- **Lines of data**
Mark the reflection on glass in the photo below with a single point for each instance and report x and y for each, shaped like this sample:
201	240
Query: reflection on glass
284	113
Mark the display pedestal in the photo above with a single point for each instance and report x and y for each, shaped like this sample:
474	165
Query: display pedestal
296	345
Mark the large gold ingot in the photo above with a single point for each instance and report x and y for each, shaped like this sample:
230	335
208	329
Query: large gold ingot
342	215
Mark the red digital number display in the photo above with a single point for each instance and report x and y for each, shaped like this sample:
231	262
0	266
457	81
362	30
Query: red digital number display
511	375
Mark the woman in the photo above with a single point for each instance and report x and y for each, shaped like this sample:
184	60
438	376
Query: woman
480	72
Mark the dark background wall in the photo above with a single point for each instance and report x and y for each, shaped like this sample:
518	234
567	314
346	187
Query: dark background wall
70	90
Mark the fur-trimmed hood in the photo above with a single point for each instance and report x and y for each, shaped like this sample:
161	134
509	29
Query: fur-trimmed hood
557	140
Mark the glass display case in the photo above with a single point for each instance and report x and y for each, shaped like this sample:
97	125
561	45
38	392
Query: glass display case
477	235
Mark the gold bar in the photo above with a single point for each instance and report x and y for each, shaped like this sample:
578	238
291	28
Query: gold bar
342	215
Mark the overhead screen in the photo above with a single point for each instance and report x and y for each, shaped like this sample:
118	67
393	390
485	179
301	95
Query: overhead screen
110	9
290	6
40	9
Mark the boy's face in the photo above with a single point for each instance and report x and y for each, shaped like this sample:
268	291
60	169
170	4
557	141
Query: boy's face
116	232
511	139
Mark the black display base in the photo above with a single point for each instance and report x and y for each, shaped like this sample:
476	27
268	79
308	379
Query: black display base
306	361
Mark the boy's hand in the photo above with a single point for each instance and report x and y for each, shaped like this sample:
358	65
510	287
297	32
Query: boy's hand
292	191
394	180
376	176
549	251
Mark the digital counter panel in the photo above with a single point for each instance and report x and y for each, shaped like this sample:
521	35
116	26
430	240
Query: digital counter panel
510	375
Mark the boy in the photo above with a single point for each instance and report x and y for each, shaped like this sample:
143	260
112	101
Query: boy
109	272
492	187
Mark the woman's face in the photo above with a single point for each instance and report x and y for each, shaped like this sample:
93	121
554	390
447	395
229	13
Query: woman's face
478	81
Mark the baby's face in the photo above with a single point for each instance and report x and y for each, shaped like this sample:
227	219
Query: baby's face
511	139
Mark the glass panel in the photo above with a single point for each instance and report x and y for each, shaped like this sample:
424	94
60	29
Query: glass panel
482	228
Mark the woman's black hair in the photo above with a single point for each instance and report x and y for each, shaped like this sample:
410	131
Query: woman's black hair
* * *
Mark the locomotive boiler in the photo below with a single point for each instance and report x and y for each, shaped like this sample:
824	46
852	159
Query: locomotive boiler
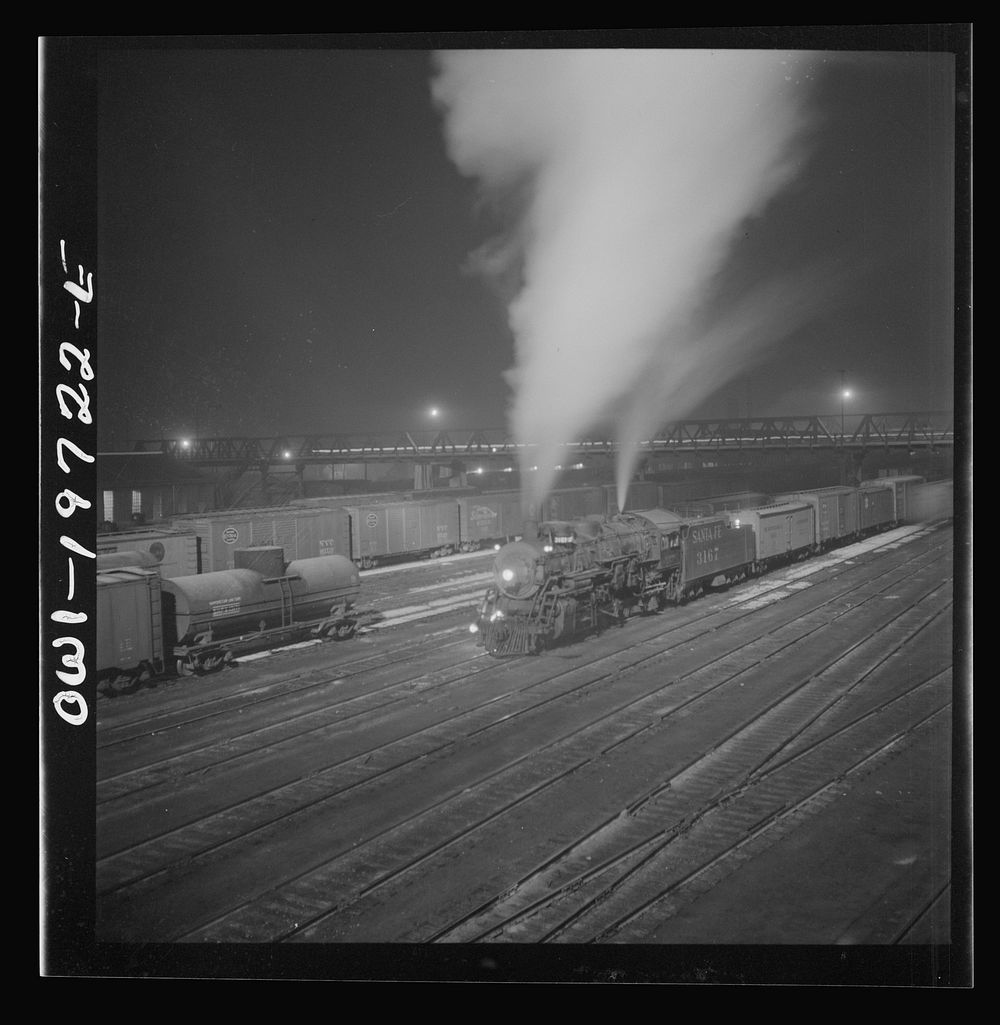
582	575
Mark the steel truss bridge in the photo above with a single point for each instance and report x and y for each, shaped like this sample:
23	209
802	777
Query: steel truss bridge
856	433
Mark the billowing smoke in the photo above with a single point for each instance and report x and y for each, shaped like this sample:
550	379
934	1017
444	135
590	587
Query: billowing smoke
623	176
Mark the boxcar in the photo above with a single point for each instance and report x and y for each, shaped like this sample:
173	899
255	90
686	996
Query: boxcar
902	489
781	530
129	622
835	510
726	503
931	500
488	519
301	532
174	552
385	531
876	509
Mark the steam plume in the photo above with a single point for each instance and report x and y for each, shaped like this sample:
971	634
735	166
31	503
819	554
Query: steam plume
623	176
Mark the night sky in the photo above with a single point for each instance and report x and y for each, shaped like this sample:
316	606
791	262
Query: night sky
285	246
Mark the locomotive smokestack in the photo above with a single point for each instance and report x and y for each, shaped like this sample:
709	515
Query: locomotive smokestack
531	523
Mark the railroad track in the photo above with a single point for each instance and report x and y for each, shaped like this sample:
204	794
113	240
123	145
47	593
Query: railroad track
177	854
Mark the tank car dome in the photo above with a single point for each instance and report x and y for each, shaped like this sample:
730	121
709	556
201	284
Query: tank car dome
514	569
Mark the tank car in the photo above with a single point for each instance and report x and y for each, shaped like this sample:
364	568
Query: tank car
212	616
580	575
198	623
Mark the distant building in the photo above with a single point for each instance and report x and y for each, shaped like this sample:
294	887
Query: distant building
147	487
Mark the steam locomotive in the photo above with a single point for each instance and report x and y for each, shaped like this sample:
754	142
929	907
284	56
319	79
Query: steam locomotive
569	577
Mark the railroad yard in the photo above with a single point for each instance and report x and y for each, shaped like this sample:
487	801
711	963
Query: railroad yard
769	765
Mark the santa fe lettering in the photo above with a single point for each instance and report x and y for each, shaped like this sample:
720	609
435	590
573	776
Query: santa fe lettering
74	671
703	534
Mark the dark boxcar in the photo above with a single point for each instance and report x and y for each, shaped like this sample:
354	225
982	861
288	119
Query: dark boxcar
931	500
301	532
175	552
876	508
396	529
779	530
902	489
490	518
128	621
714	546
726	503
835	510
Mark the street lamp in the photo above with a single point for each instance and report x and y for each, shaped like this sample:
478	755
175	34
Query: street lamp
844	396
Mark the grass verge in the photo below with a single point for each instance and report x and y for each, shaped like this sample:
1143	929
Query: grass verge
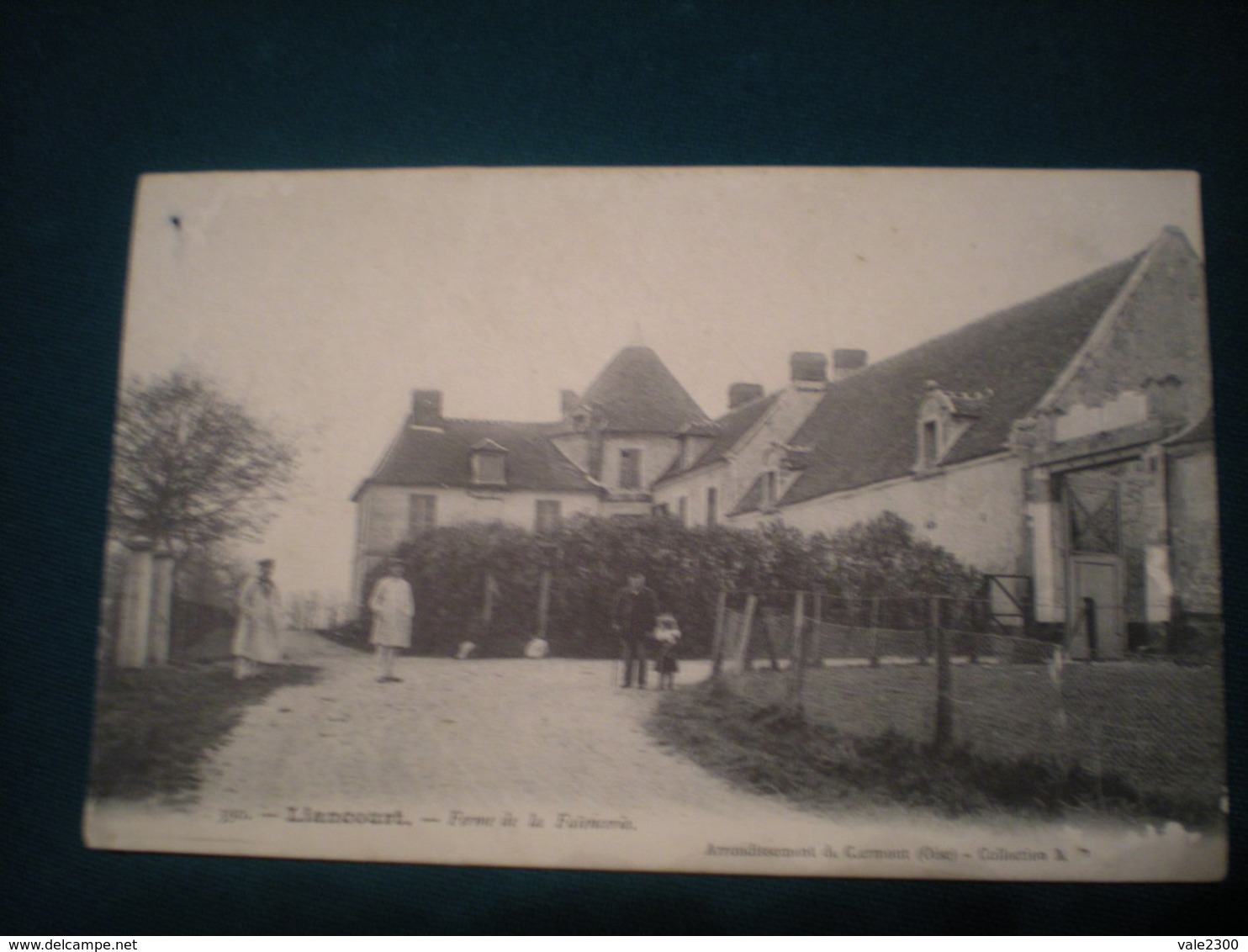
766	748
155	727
==
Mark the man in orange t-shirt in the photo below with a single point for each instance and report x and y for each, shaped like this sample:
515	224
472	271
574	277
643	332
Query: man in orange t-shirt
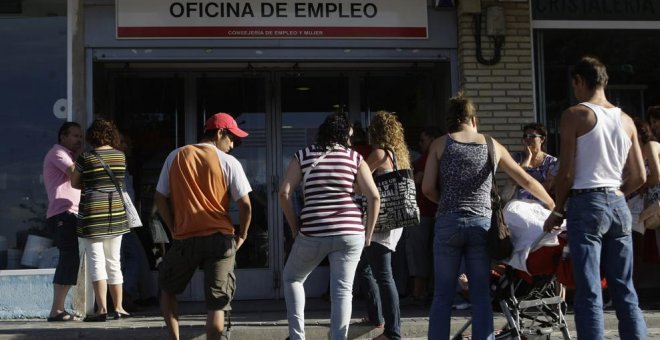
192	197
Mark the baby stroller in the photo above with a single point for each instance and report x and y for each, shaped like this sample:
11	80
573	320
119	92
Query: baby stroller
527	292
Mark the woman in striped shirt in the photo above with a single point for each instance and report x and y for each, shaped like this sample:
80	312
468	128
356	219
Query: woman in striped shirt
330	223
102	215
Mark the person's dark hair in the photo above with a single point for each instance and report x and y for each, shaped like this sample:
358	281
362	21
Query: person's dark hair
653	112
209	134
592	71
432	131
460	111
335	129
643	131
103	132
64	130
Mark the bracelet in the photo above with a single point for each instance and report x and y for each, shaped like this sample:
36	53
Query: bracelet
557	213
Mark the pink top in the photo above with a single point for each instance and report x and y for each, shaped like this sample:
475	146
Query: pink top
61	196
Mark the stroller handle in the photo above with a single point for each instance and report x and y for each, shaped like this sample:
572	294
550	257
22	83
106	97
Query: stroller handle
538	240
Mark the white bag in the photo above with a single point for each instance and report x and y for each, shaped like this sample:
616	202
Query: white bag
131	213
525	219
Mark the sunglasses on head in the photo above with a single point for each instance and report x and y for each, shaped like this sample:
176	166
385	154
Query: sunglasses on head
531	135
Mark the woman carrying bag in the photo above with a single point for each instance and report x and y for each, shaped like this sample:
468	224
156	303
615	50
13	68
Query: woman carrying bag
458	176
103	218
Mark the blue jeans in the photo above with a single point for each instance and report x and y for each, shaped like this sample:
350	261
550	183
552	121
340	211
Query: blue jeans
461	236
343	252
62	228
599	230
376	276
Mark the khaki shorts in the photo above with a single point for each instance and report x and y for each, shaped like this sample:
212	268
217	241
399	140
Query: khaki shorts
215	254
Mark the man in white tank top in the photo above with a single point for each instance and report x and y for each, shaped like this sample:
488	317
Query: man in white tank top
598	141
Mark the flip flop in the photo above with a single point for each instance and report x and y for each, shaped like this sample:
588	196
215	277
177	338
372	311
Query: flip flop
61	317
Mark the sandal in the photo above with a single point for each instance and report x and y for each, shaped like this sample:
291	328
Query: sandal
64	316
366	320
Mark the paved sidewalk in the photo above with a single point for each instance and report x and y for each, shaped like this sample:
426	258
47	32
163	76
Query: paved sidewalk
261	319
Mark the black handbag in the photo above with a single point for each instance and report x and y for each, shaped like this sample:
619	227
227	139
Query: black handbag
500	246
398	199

- **SET EXERCISE**
Gather every line of the records that holds the string "striped", and treat uppercase and lowercase as different.

- **FULL RESPONSE**
Mark the woman in striped shirt in the photo above with a single point for each instance and report x and y for each, shaped like this sample:
Query: woman in striped shirt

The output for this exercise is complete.